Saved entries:

+===+

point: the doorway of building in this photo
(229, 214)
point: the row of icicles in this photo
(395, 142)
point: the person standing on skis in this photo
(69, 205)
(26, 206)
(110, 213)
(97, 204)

+===+

**EXERCISE DETAILS**: The records above should be given again in full, exactly as written.

**EXPECTED ANSWER**:
point: the doorway of building in this photo
(229, 214)
point: the row of icicles in this photo
(395, 142)
point: the person standing on skis in this photo
(69, 205)
(26, 206)
(110, 213)
(97, 204)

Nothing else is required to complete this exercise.